- **Document text**
Sunday 3 February 2019

A Necessary Deception?


Louise Ahrendts, heroine of my book, The Girl from Simon's Bay, faces a crisis at the end of World War 2. She's guarding a secret that not even her Royal Navy lover, David Horrocks, knows: she is expecting his child. But David has always promised to divorce his wife and return to Simon's Town to marry her and she believes that he will, and that they will make a life together abroad with their child. If he doesn't, the future will be stark: Louise may lose her job as a nurse, she will be ostracised for having a child out of wedlock - especially if the father is known to be a white naval officer who is already married.

Fate steps in.
A fire breaks out on the mountain above the hospital. Louise helps to evacuate the patients and finally rushes home where she finds a letter from David saying that they will never be able to marry. His wife has insisted that if he divorces her, he can play no further part in the life of their daughter, Ella. David realises he can't abandon his child, however much he loves Louise.

- **Data excerpts**

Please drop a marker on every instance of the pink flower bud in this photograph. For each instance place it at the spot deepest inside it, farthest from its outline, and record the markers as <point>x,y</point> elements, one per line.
--
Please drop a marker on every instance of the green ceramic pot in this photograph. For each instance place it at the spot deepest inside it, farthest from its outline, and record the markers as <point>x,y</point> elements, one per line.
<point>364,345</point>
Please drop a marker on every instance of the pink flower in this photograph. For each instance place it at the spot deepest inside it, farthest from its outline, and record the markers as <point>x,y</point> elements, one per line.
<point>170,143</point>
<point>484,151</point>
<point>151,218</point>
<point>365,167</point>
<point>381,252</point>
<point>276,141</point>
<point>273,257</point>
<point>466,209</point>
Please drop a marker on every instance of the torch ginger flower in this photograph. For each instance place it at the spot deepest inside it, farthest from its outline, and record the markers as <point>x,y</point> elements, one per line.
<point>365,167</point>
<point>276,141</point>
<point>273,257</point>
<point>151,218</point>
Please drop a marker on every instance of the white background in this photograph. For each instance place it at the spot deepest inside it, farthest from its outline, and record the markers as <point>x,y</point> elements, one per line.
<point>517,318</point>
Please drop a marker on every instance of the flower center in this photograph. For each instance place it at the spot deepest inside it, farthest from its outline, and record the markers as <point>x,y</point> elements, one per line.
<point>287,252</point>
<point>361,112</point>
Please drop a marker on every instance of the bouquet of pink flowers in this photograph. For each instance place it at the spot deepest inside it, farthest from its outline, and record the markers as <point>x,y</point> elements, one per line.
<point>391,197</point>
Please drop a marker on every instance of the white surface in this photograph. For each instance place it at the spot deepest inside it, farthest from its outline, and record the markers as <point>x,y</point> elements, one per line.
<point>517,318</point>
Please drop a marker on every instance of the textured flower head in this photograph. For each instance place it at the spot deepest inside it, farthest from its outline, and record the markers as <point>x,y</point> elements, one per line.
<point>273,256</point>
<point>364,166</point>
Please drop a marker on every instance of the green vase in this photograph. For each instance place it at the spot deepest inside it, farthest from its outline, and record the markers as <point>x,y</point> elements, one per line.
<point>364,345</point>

- **Problem details**
According to the post about The Girl from Simon's Bay, state what David's letter tells Louise when she gets home after the fire.

- **Expected output**
It tells her that they will never be able to marry.